:: READING PASSAGE ::
— begin —

Tag Archives: Hagel

How Obama Beat The Lobby

6 Mar

I am not one for admitting I am wrong but sometimes the evidence is so overwhelming that I have to say it. I was wrong.

I have been repeatedly wrong when I said that the Israel lobby could not be defeated unless and until the President of the United States confronted it directly. In that situation, I always knew the United States would prevail. But I did not understand that a deft president could beat the lobby through indirect means – by quietly using his authority to prevail.

That is what happened when the Obama administration first nominated and then achieved the confirmation of Chuck Hagel for Secretary of Defense.

There, of course, are those who accept the line put out by the lobby, most notably its main component AIPAC, that it was neutral on Hagel.

That is just silly. If AIPAC was neutral, it could have ended the whole battle against him by issuing a statement that it recognized a president’s right to choose his own cabinet. That might not have stopped Republican groups like Bill Kristol’s Emergency Committee For Israel or Sheldon Adelson’s Republican Jewish Coalition from pursuing its smear campaign against Hagel but it would have stopped the very mainstream American Jewish Committee and the Anti-Defamation League from joining the attack. AIPAC’s public silence on a campaign waged by its closest allies demonstrated what it wanted: Hagel’s defeat. So did the fact that it supplied the anti-Hagel senators with the “information” it used to bludgeon him with at his kangaroo court of a confirmation hearing.

President Obama outsmarted the lobby by ignoring it. He knew that if he could get Sen. Chuck Schumer to endorse Hagel, then the game would be over. That is because he, as a Jew and New York’s senior senator, is the de facto head of the lobby’s forces in Congress.

A reflexive lobby man, Schumer might have been expected to oppose Hagel and thereby give a signal to his fellow Democrats that doing so was the only safe position. Had he done that some Democrats would have feared not opposing Hagel. With most Republicans already on record as opposing his nomination, just a shift of a few Democrats would have killed the nomination. Schumer’s announcement in support of Hagel guaranteed that not a single Democrat would oppose him.

So what convinced Schumer to stand with Obama on Hagel? My friends on Capitol Hill, who without exception correctly predicted Schumer’s position, tell me that it was made clear to him that he could not oppose Obama on Hagel and still expect to become leader of Senate Democrats when Harry Reid retires. No threats were made because none needed to be made. Schumer was simply led to understand that he was not getting a pass on this one. Add to that the unprecedented public campaign supporting Hagel. This time the lobby did not have the field to itself. With veterans’ organizations, former Secretaries of State and Defense, and retired generals speaking out in support of the former Nebraska senator, the lobby was out-flanked.

And so Hagel was confirmed. The lobby was defeated. And its friends are devastated.

In a Jewish Tablet piece called, “How AIPAC is Losing” the militant lobby supporter Lee Smith asks “just how powerful is AIPAC if a man who refers to it as the ‘Jewish lobby’ and has defiantly claimed that he is not an “Israeli senator” is slated to be our next secretary of Defense?”

— end —

:: GIVEN MATERIAL ::

— begin —

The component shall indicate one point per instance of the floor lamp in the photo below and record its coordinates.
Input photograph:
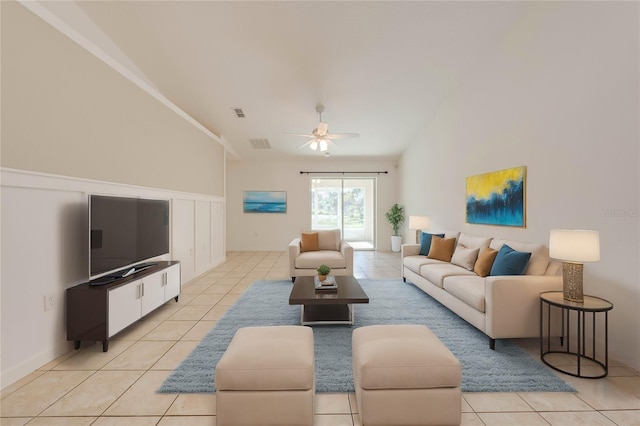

— end —

Rewrite the part of the post on Hagel's confirmation starting at "So what convinced" and ending at "lobby was out-flanked.", with "retired generals" changed to "former military commanders". Rely only on the text above.

So what convinced Schumer to stand with Obama on Hagel? My friends on Capitol Hill, who without exception correctly predicted Schumer’s position, tell me that it was made clear to him that he could not oppose Obama on Hagel and still expect to become leader of Senate Democrats when Harry Reid retires. No threats were made because none needed to be made. Schumer was simply led to understand that he was not getting a pass on this one. Add to that the unprecedented public campaign supporting Hagel. This time the lobby did not have the field to itself. With veterans’ organizations, former Secretaries of State and Defense, and former military commanders speaking out in support of the former Nebraska senator, the lobby was out-flanked.